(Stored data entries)
——
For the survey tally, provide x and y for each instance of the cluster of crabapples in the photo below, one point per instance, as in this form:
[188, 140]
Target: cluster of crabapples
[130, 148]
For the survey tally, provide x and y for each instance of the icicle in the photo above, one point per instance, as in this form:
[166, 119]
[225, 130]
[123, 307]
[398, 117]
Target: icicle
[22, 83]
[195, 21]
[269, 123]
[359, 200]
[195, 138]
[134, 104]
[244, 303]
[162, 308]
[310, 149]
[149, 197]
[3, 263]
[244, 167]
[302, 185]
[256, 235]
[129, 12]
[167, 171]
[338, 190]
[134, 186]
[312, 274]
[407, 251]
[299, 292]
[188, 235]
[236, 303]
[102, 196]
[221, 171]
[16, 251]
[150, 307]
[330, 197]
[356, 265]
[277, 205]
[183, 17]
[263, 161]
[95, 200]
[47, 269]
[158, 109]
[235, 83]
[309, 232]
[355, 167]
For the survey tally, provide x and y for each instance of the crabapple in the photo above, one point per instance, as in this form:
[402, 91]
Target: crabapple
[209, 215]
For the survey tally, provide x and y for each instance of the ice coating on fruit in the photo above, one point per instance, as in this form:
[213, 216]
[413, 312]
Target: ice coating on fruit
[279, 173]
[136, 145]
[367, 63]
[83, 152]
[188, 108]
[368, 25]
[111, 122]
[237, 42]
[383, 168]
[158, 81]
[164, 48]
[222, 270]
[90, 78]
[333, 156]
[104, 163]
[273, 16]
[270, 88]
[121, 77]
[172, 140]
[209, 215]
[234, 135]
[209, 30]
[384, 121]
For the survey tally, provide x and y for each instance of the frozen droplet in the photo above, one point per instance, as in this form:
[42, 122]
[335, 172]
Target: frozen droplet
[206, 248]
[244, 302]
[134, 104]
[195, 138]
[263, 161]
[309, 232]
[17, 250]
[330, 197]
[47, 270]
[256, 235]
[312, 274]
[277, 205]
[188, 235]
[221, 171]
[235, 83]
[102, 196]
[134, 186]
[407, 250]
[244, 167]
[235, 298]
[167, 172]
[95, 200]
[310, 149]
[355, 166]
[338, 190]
——
== PROBLEM DETAILS ==
Take the line that contains "the ice coating" and every line after it to the end of the entries above, and reproduce them exactly.

== RESPONSE ==
For the survey tally, provide x and y for each instance of the ice coating on fruit in the photo above, one point per instance, as in this form:
[213, 216]
[413, 312]
Target: ice coating on fruit
[279, 173]
[136, 145]
[367, 63]
[83, 152]
[188, 108]
[368, 25]
[111, 122]
[237, 42]
[383, 168]
[158, 81]
[164, 48]
[222, 270]
[90, 78]
[333, 156]
[104, 163]
[273, 16]
[270, 88]
[121, 77]
[172, 140]
[209, 215]
[234, 135]
[209, 30]
[384, 121]
For the survey tally, provide x and y for each instance of the frozen droplet in the photo above, one point per instance, as in this form:
[42, 122]
[335, 172]
Target: frozen droplet
[206, 248]
[244, 302]
[134, 104]
[195, 138]
[263, 161]
[309, 232]
[17, 250]
[330, 197]
[47, 270]
[256, 235]
[312, 274]
[277, 205]
[188, 235]
[221, 171]
[235, 83]
[102, 196]
[134, 186]
[407, 250]
[244, 167]
[235, 298]
[167, 172]
[95, 200]
[310, 149]
[355, 166]
[338, 190]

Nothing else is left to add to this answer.